**Extrait source**
- - -

38.      Par conséquent, s’agissant des affaires C‑624/18 et C‑625/18, la juridiction de renvoi s’interroge sur le point de savoir si, compte tenu de l’absence de juges nommés au sein de la Chambre disciplinaire, elle est en droit de laisser inappliquées les dispositions de droit national conférant la compétence à la Chambre disciplinaire et de se saisir elle-même de cette compétence, en raison de la nécessité d’assurer une protection effective des droits des requérants en vertu du droit de l’Union, s’agissant d’une discrimination fondée sur l’âge (15). La juridiction de renvoi indique que, dès lors qu’il n’existe pas de juridiction susceptible de conférer une protection juridique dans le litige au principal, ces dispositions doivent, dans la mesure où elles excluent la Chambre du travail et des assurances sociales, être considérées comme incompatibles avec l’article 47 de la Charte et l’article 9, paragraphe 1, de la directive 2000/78. Elle relève également que cette question pourrait devenir sans objet car, au fil du déroulement du litige au principal, les postes au sein de la Chambre disciplinaire nouvellement créée étaient en train d’être pourvus.

39.      En tout état de cause, la juridiction de renvoi nourrit des doutes sur le point de savoir si la procédure de sélection des juges devant siéger au sein de la Chambre disciplinaire présente des garanties suffisantes d’indépendance, telles que requises par le droit de l’Union, eu égard au fait que les juges doivent être nommés par le président de la République sur proposition du CNM (16). La juridiction de renvoi souligne que la loi modificative de 2017 sur le CNM a introduit un mécanisme de sélection des membres judiciaires du CNM, en vertu duquel ces membres ne sont plus choisis par les juges, mais par la Diète. Ainsi, en Pologne, les juges de la Cour suprême sont élus par un organe dont la composition est principalement définie par les autorités législatives et exécutives.

40.      La juridiction de renvoi ajoute encore que l’élection des membres actuels du CNM n’est pas transparente, que les membres judiciaires du CNM ne sont pas représentatifs de l’ensemble de la communauté des juges, que les activités du CNM témoignent d’une absence de prises de position visant à défendre l’indépendance de la Cour suprême et de ses membres et, ainsi que l’illustre la procédure dans l’affaire C‑585/18, la pratique du CNM, lorsque celui-ci statue sur des demandes émanant de juges de la Cour suprême qui ont atteint l’âge de 65 ans et qui désirent poursuivre l’exercice de leurs fonctions, consiste à formuler des avis négatifs qui ne fournissent pas de motifs suffisants pour permettre au président de la République de se faire une opinion sur le candidat en cause.

- - -

**Travail demandé**
1) Répondez à ces questions sur l'extrait consacré à la Chambre disciplinaire :
(a) Selon le point 38, à quel article de la Charte les dispositions en cause sont-elles jugées contraires ?
(b) D'après le point 39, qui choisit les membres judiciaires du CNM depuis la loi modificative de 2017 ?
(c) Au point 40, quel âge ont atteint les juges de la Cour suprême qui souhaitent rester en fonction ?
2) Prolongez l'extrait consacré à la Chambre disciplinaire à partir de la fin du point 40.

- - -

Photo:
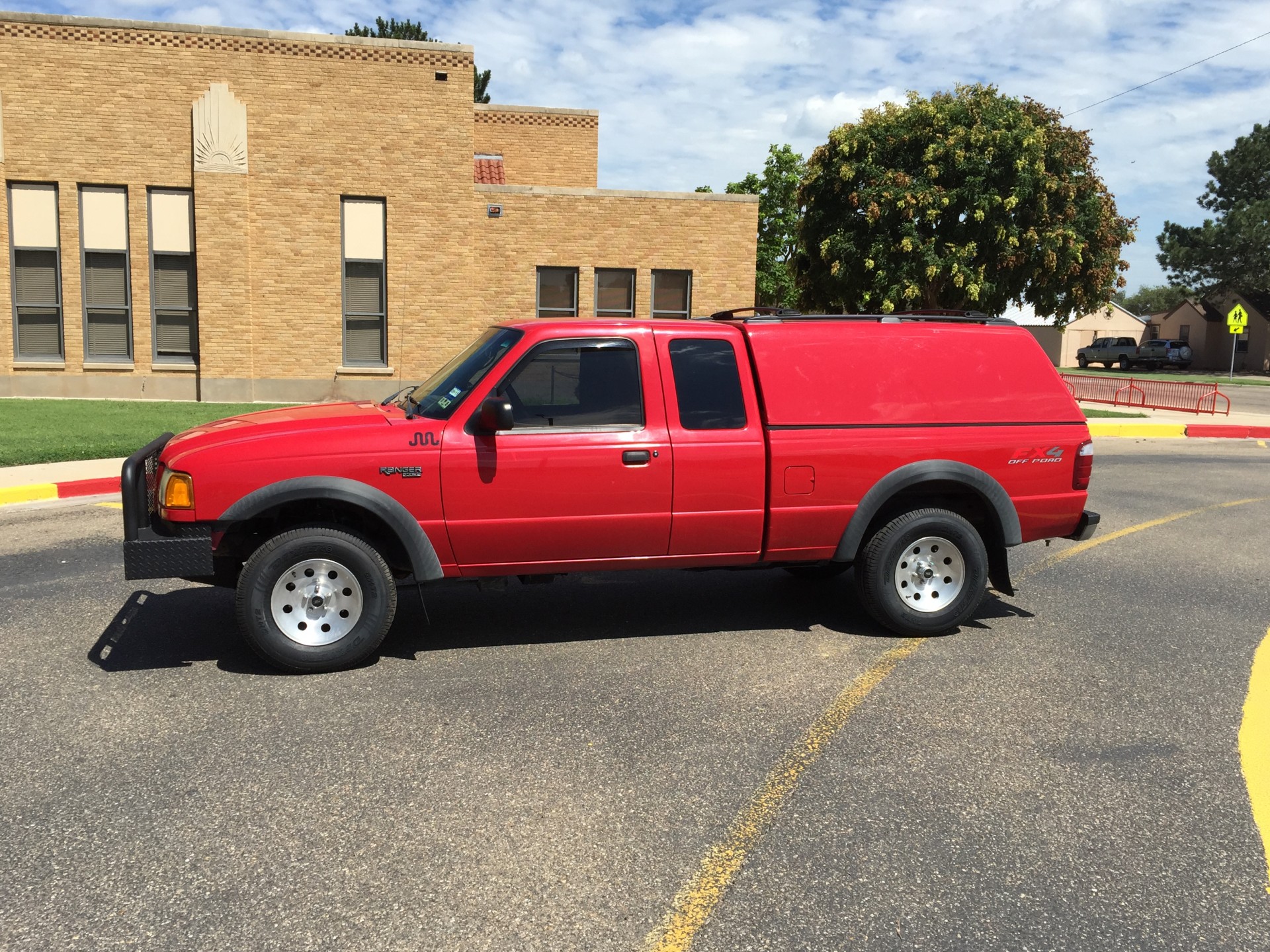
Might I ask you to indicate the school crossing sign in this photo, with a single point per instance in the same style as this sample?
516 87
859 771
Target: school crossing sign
1238 319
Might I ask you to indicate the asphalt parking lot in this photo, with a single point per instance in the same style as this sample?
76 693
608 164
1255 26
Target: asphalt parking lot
550 767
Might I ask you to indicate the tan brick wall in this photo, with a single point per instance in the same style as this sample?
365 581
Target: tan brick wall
98 106
714 239
87 103
541 146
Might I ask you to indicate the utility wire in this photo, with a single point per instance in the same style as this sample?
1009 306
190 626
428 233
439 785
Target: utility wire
1166 75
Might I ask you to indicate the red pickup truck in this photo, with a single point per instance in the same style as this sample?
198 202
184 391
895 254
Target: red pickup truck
916 448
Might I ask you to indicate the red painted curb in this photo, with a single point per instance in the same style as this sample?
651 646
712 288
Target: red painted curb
88 488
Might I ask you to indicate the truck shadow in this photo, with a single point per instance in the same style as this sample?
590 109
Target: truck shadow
177 629
638 604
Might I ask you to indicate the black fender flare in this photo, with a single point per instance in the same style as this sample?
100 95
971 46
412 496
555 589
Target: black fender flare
926 471
397 517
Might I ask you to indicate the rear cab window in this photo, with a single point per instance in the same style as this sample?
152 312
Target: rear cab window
708 385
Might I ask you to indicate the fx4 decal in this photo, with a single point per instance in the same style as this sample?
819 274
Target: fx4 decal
1037 455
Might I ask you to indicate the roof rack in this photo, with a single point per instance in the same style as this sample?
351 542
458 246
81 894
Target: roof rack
783 314
757 311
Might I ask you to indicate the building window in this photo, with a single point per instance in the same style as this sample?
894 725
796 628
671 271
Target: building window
365 301
173 287
107 299
558 292
615 292
672 294
36 270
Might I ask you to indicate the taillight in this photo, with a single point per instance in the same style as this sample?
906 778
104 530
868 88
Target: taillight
1083 465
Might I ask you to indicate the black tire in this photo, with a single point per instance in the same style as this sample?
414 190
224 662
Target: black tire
817 573
267 569
883 555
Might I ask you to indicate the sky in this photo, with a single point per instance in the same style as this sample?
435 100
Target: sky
694 93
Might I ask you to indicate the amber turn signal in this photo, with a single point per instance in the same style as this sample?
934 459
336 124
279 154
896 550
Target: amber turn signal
178 491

- - -

**Les réponses**
1)
(a) L'article 47 de la Charte.
(b) La Diète.
(c) 65 ans.

2)
41.      S’agissant de la procédure de sélection des juges désignés au sein de la Chambre disciplinaire, la juridiction de renvoi indique que la Cour suprême est privée de participation à cette procédure et que, jusqu’au jour où tous les postes au sein de la Chambre disciplinaire auront été pourvus pour la première fois, seuls des juges de la Cour suprême nommés par le président de République peuvent siéger dans cette Chambre. La juridiction de renvoi évoque aussi, entre autres, le fait que les conditions de la procédure ont été altérées. En vertu des articles 35 et 44 de la loi sur le CNM, respectivement, l’obligation, pour les candidats, de déposer certains documents relatifs à leurs qualifications a été abolie, en tant qu’élément du processus d’élaboration de la liste des candidats recommandés ; une règle a été instaurée, selon laquelle, si une résolution dans une affaire individuelle concernant une nomination à un poste judiciaire à la Cour suprême n’a pas été contestée par tous les participants à la procédure, la section de la résolution relative à la décision de soumettre une proposition de nomination audit poste devient valide. La juridiction de renvoi déclare que, par conséquent, cela fait obstacle à un contrôle juridictionnel effectif. En outre, ladite juridiction estime que les candidats recommandés par le CNM pour siéger au sein de la Chambre disciplinaire incluent des personnes inféodées aux autorités politiques.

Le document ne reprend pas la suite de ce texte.